- [Exercise goal]: Wherever the word "below" appears in a line of the data, that line should be copied.

- [Exercise input]:

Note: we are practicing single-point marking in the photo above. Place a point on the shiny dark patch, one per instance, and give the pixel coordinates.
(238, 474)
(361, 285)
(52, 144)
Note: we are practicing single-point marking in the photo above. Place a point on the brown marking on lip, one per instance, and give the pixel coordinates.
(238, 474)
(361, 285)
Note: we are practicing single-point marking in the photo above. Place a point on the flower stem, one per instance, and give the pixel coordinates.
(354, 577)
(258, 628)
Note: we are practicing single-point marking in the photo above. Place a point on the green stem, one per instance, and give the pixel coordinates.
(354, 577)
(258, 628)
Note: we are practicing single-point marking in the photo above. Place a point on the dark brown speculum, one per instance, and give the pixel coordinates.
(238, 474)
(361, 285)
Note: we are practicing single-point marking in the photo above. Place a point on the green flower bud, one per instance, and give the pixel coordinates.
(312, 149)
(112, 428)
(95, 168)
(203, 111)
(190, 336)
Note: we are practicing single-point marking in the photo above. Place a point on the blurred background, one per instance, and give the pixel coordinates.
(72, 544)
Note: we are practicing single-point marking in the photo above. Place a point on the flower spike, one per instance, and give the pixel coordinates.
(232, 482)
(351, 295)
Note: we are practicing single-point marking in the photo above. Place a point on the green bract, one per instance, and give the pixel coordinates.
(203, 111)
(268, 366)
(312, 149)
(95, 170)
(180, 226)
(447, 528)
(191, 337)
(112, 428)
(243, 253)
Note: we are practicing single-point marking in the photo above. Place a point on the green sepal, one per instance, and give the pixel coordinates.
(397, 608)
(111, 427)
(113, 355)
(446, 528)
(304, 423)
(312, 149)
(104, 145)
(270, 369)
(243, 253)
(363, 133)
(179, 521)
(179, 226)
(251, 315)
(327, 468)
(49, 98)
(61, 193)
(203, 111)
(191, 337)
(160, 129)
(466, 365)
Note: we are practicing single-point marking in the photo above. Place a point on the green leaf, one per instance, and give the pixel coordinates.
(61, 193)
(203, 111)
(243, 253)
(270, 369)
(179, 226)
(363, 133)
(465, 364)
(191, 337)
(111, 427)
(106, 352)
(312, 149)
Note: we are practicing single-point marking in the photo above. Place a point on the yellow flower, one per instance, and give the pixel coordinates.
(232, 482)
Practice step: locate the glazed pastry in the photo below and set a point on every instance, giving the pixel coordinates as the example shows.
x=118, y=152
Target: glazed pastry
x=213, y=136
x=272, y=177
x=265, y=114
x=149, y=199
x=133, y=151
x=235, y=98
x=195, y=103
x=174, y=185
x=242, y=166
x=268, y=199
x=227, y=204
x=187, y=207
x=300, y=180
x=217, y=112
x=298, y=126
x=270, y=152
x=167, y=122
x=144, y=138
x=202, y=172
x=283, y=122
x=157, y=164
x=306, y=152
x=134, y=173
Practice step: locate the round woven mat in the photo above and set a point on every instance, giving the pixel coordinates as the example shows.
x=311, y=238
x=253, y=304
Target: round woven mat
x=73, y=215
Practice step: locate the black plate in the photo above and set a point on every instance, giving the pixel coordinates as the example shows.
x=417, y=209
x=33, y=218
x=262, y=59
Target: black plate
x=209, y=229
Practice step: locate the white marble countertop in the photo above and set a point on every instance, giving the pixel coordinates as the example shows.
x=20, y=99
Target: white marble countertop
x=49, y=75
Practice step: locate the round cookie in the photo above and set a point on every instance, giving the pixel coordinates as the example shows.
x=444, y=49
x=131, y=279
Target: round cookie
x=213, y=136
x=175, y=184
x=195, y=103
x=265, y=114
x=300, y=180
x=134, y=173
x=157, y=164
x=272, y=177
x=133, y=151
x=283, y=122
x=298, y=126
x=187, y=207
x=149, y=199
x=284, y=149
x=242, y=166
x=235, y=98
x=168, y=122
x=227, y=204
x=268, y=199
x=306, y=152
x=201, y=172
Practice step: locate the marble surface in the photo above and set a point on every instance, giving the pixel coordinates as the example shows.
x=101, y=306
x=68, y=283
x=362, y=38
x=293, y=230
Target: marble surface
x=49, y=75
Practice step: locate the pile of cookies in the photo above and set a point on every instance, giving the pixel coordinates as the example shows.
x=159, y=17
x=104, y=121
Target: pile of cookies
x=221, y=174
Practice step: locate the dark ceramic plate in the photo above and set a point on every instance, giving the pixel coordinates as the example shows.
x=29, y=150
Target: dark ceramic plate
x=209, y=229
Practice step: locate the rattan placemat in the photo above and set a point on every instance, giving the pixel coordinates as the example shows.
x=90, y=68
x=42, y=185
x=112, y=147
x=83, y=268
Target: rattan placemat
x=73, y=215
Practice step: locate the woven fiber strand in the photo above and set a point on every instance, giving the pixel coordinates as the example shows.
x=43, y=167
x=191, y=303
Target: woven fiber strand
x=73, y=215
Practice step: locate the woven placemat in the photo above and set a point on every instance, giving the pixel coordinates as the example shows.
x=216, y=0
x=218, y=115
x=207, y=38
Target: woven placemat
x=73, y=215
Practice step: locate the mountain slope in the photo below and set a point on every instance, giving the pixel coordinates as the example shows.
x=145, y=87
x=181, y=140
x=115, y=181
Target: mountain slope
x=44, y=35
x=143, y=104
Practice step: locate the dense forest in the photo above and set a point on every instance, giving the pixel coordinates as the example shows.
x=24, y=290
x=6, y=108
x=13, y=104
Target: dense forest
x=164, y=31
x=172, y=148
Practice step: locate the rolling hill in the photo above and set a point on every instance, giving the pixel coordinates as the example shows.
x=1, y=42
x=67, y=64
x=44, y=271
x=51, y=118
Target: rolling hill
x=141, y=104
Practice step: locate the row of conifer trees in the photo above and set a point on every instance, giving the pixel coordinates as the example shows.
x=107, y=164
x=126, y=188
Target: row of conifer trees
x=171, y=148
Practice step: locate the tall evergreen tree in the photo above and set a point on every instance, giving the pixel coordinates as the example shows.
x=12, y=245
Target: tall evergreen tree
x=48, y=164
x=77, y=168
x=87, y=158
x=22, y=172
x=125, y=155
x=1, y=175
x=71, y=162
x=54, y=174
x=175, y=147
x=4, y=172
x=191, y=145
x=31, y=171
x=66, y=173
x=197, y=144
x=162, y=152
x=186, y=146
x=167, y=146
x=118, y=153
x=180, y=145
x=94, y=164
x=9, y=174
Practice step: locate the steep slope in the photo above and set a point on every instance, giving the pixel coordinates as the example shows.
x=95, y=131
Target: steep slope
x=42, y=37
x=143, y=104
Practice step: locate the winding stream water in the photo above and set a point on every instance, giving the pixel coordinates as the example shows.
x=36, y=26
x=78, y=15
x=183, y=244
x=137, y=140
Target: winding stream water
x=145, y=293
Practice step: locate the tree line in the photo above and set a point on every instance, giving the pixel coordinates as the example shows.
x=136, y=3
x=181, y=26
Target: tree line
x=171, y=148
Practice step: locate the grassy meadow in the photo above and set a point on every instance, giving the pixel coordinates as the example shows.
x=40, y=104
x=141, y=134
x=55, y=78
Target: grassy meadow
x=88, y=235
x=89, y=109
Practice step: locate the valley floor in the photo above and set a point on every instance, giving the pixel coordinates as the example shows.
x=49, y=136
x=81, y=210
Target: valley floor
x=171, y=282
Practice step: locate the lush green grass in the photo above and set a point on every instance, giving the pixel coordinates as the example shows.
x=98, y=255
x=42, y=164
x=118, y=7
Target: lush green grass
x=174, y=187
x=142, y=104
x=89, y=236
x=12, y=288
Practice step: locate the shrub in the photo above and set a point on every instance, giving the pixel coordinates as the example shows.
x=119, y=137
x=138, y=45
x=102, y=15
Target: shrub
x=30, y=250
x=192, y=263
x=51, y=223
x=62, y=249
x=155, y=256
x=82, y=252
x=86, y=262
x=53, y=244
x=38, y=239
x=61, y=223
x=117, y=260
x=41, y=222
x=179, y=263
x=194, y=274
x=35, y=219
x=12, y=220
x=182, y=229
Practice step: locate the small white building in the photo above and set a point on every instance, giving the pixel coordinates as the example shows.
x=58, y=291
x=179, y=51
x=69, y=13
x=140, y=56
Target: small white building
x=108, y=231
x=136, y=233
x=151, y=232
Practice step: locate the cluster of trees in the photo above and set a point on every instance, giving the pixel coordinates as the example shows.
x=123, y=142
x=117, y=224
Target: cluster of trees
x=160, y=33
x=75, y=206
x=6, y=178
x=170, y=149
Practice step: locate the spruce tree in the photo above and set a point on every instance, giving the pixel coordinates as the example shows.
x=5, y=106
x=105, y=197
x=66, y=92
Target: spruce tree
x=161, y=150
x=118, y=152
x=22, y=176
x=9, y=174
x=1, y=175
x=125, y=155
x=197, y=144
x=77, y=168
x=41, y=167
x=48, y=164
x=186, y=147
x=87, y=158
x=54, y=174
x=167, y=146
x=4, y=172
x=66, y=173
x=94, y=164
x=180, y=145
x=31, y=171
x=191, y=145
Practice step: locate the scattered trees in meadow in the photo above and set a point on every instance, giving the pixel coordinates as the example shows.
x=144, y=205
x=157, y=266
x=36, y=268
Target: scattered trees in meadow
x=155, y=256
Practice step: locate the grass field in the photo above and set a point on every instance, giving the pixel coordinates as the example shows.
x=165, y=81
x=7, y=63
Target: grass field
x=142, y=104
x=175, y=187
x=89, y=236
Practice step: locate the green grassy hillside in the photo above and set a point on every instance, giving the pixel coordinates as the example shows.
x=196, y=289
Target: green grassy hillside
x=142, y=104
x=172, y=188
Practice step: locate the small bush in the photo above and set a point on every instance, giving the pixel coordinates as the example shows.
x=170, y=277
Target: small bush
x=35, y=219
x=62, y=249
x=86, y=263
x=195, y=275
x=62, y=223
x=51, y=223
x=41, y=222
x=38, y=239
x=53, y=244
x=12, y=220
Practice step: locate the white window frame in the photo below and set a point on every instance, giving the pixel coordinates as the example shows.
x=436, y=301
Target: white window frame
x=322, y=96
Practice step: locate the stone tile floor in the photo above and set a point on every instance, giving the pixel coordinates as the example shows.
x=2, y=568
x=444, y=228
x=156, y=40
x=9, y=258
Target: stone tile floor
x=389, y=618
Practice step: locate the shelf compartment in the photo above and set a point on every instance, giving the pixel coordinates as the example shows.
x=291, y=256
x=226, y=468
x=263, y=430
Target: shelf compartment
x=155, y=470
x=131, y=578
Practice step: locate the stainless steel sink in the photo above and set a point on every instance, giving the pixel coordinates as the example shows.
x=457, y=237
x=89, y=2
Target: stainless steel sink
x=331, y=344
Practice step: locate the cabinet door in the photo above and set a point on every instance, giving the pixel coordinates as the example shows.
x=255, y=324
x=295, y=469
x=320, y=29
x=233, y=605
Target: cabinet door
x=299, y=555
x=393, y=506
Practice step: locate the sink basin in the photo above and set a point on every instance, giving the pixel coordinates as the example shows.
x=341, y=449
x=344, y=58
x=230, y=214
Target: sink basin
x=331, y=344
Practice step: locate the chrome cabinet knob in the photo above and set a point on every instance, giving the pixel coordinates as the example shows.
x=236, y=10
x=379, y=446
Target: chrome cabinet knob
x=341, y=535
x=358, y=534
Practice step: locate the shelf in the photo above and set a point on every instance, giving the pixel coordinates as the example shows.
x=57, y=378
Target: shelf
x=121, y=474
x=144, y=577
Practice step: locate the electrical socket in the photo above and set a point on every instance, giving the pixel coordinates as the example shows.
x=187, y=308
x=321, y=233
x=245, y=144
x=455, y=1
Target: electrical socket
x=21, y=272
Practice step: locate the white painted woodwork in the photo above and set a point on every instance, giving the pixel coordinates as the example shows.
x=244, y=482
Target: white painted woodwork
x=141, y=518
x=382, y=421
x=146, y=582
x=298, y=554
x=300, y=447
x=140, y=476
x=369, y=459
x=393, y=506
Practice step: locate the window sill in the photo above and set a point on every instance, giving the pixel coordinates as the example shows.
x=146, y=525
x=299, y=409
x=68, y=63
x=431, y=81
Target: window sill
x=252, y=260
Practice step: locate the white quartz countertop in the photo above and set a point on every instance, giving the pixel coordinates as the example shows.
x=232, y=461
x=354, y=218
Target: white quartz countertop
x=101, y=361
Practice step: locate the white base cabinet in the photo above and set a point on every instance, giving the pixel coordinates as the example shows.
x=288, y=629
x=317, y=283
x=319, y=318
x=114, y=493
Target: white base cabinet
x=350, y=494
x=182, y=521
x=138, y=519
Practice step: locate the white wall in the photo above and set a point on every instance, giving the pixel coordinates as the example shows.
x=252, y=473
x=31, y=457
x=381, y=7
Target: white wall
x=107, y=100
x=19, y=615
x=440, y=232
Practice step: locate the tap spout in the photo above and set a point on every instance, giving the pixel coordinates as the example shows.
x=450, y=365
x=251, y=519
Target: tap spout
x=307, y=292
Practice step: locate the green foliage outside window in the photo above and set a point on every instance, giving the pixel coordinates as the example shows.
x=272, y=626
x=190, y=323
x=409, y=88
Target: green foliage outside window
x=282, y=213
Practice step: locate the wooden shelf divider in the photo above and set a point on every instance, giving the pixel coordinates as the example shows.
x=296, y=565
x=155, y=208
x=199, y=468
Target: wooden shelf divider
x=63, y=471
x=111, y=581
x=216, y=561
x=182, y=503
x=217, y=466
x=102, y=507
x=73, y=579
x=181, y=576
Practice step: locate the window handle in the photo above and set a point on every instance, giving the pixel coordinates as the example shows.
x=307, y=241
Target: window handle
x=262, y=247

- [Response to the task]:
Practice step: locate the glazed pastry in the photo below and set a point on every instance, giving the pixel coordinates as the example shows.
Practice step: locate the mountain slope in the photo below and set a point on every instance, giving the pixel coordinates as the example shows.
Practice step: locate the white window frame in the photo below and set a point on every instance, giving the pixel coordinates as the example shows.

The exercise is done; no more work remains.